Text for analysis
★ ★ ★ ★ ★ ★ ★

Friday, January 23, 2009

The punch that you never see coming, that's the hardest one.

I was blind-sided today. I am rarely taken off guard. I like to know what's coming. It gives me longer to prepare my story, practice in the mirror, ready my alibi. There was no such preparation tonight, little forethought, and shock in amounts more ample that I care for. Let me explain.

I just stepped out of my bestfriend's car 5 minutes ago. We had our usual conversation that covered most of the events of the past week. I see her less and less, so there is much for us to discuss when we do see each other. We wove our way through the conversation and ended up in the rumors section. I made a reference about having fun at a club last Saturday and I sprung a trap. During a few seconds of contemplative silence she informed me that there was a rumor about me.

I would like to say "my stomach dropped" or that my "blood ran cold" but the truth is that it didn't. I was calm and collected. I maintain that my business is my business with people who aren't in my close circle, but realistically I expected that eventually someone would start something circulating about me. Tonight I wasn't disappointed.

Tiffany informed my that there was a rumor that I was seen out at a gay club last Saturday. Someone we know, a reasonably friendly associate of ours, said that they saw me, a short guy, and some shirtless guy hanging out together. I was struck dumb. I was dumber than dumb. I was Helen Keller.

I had spent a week fretting over whether Camille would blab about seeing me, and one of my own associates straight up was telling people. *Backstory* The girl was in love with my bestfriend's boyfriend's cousin [the one whose house we went to for new years]. She and I have a shared love of music, and she is very chill. She declared at the restaurant that we went to last Friday that she was going to become a lesbian because her feelings for the cousin were unrequited. I lauded the intrepidity of her decision. Her name is Lyn.

★ ★ ★ ★ ★ ★ ★

Study material
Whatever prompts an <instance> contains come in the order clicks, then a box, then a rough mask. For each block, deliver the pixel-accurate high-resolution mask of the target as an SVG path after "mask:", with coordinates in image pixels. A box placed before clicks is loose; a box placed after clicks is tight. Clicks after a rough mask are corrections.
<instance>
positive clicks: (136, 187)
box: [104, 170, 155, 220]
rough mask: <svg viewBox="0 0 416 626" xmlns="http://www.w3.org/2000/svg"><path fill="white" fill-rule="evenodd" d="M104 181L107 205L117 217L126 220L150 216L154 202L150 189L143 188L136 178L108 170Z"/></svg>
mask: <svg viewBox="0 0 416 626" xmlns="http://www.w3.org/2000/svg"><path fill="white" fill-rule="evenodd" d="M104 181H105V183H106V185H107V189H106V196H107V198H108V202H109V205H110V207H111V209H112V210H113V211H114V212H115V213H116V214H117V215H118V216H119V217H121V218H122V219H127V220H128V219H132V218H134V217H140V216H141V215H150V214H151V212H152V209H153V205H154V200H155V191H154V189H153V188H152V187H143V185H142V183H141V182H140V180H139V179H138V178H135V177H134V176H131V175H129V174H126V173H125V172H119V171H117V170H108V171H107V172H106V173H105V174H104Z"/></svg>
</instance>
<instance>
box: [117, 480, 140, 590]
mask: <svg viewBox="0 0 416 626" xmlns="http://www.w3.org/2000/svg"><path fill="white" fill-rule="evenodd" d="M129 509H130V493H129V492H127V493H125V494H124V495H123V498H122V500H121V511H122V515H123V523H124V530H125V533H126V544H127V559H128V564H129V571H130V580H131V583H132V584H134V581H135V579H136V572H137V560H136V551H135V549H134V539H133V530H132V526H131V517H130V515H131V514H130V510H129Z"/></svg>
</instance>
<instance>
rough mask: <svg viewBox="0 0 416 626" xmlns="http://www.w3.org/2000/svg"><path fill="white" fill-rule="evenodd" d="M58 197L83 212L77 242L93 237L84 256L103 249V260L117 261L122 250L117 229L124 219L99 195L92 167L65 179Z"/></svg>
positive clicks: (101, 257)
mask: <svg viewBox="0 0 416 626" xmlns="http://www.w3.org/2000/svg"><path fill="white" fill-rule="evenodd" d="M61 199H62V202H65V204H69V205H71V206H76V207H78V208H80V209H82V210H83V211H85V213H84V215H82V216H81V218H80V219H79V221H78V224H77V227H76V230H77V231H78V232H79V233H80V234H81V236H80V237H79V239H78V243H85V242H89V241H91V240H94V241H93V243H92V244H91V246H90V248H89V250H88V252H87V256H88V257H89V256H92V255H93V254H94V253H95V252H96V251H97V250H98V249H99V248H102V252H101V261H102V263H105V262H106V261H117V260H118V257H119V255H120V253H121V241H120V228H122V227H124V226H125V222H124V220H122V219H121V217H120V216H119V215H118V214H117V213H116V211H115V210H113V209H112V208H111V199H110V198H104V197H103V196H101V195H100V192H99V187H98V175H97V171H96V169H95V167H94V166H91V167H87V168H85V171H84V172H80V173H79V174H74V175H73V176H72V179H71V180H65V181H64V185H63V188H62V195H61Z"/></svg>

★ ★ ★ ★ ★ ★ ★

Exercise 1
According to the blog entry, where was the writer rumored to have been seen last Saturday?
Exercise 2
Rewrite the blog entry from "The punch that" up to and including "Let me explain.", swapping the word "preparation" for "rehearsal".

Answer space 1
At a gay club.

Answer space 2
The punch that you never see coming, that's the hardest one.

I was blind-sided today. I am rarely taken off guard. I like to know what's coming. It gives me longer to prepare my story, practice in the mirror, ready my alibi. There was no such rehearsal tonight, little forethought, and shock in amounts more ample that I care for. Let me explain.